## Texte de lecture
^^^^^^^^^^^^^^^^
C’est devenu un sujet depuis quelques temps. Cécile et avec elle Quentin, puis Zoé, Olivier rencontré à Bordeaux, d’autres. Ce gimmick que j’ai, répète à l’envie à chaque fois que je parle de mon blog ou de l’écriture : une manière de négocier avec le monde. J’adorerais être certaine d’être à l’origine du concept, malheureusement je crains que d’autres avant moi, probablement plus doués, plus intelligents, sûrement plus intellectuels l’aient pensé. Mais si chacun d’entre nous doit forcément avoir des socles, des postulats, des vertèbres solidement intégrées à une colonne vertébrale mentale, alors « trouver une manière de négocier avec le monde » en fait partie chez moi.
^^^^^^^^^^^^^^^^
## Actions à mener
- 1) D'après le texte de lecture, dans quelle ville Olivier a-t-il été rencontré ?
- 2) Renvoyez sans aucune modification le passage du texte de lecture qui s'ouvre sur les mots contenant "C’est devenu un" et se referme sur "partie chez moi.".
^^^^^^^^^^^^^^^^
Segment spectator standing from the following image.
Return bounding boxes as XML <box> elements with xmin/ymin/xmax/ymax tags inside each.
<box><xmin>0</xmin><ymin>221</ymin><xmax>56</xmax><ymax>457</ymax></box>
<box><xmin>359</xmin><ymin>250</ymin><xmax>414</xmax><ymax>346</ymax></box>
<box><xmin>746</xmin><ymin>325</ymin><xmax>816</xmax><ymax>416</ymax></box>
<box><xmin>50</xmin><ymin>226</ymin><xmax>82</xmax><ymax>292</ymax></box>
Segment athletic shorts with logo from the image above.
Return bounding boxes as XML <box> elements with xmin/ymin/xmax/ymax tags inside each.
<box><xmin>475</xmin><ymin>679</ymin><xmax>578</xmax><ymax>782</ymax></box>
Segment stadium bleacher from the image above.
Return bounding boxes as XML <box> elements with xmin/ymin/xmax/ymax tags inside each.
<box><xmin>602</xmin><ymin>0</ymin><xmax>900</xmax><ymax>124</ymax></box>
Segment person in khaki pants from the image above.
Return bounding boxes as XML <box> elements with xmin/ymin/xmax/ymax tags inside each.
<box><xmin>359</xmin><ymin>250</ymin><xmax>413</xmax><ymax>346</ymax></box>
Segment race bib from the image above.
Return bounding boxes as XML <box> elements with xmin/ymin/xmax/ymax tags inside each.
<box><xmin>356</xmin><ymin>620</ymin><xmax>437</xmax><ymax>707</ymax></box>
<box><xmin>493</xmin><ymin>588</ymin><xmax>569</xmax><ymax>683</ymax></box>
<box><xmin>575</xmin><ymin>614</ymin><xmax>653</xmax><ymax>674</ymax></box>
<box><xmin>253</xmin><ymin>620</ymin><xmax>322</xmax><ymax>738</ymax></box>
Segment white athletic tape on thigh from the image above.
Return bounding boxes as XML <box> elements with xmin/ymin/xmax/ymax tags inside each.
^^^^^^^^^^^^^^^^
## Réponses attendues
- 1) À Bordeaux.

- 2)
C’est devenu un sujet depuis quelques temps. Cécile et avec elle Quentin, puis Zoé, Olivier rencontré à Bordeaux, d’autres. Ce gimmick que j’ai, répète à l’envie à chaque fois que je parle de mon blog ou de l’écriture : une manière de négocier avec le monde. J’adorerais être certaine d’être à l’origine du concept, malheureusement je crains que d’autres avant moi, probablement plus doués, plus intelligents, sûrement plus intellectuels l’aient pensé. Mais si chacun d’entre nous doit forcément avoir des socles, des postulats, des vertèbres solidement intégrées à une colonne vertébrale mentale, alors « trouver une manière de négocier avec le monde » en fait partie chez moi.